=== DATA SUPPLIED ===
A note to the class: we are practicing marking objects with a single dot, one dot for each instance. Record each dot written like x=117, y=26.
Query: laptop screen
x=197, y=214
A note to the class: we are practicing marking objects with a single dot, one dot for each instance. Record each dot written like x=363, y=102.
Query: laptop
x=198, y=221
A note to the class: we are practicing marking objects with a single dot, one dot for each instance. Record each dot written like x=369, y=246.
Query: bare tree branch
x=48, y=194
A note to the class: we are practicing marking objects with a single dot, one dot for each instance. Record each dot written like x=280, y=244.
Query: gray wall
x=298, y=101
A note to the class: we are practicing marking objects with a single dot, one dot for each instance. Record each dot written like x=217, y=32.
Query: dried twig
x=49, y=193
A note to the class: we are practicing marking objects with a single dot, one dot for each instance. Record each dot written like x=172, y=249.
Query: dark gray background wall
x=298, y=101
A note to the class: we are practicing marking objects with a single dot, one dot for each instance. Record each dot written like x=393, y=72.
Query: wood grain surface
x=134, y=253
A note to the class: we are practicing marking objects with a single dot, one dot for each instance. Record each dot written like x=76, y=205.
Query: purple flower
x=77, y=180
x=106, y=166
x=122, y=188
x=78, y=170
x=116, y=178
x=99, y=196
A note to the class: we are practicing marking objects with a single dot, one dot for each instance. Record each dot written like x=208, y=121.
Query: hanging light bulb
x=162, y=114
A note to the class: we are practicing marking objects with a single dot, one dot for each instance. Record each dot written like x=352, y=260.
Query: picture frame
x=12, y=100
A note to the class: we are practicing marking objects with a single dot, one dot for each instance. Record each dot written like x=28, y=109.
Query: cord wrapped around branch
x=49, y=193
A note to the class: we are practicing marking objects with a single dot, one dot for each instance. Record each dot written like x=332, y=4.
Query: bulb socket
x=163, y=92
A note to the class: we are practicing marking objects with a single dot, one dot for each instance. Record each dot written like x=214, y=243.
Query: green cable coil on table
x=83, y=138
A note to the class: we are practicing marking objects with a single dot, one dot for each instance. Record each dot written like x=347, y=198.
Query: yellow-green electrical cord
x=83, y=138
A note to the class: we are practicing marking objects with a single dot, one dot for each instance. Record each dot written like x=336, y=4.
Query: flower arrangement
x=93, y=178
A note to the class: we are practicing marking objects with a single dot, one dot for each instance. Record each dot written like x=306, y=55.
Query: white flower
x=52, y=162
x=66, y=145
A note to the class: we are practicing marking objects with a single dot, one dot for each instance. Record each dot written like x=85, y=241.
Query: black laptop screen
===
=== DATA SUPPLIED ===
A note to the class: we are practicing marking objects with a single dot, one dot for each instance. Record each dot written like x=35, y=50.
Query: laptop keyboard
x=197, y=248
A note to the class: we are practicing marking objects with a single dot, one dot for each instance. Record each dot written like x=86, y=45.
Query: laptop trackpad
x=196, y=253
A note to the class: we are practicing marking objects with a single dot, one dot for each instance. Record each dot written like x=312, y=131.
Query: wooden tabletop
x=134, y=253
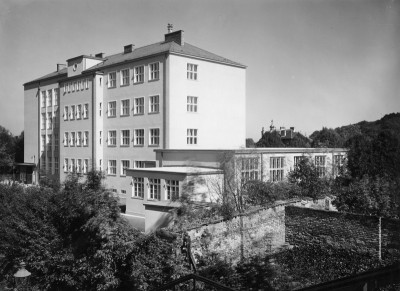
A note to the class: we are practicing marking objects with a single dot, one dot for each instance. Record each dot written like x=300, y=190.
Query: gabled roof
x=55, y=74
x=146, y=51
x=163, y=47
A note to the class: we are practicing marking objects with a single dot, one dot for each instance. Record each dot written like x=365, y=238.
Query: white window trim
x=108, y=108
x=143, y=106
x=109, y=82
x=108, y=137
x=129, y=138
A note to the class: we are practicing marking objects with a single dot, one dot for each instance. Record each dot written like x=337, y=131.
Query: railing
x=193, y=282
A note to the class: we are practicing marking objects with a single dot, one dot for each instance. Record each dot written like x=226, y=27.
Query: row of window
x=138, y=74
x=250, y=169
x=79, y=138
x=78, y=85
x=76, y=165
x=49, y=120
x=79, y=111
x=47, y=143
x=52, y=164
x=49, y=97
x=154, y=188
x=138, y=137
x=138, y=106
===
Print exactly the lines of the listing above starting at the line containing "like x=306, y=55." and ending at the line containing "Query: black laptop screen", both included.

A note to the class: we are practicing marking objects with a single dot, one dot for each instance. Record each dot written like x=306, y=55.
Query: white flower
x=52, y=162
x=66, y=145
A note to the class: we are practicing marking objects with a single dot, one dot for each instance. Record each dot written like x=85, y=241.
Query: black laptop screen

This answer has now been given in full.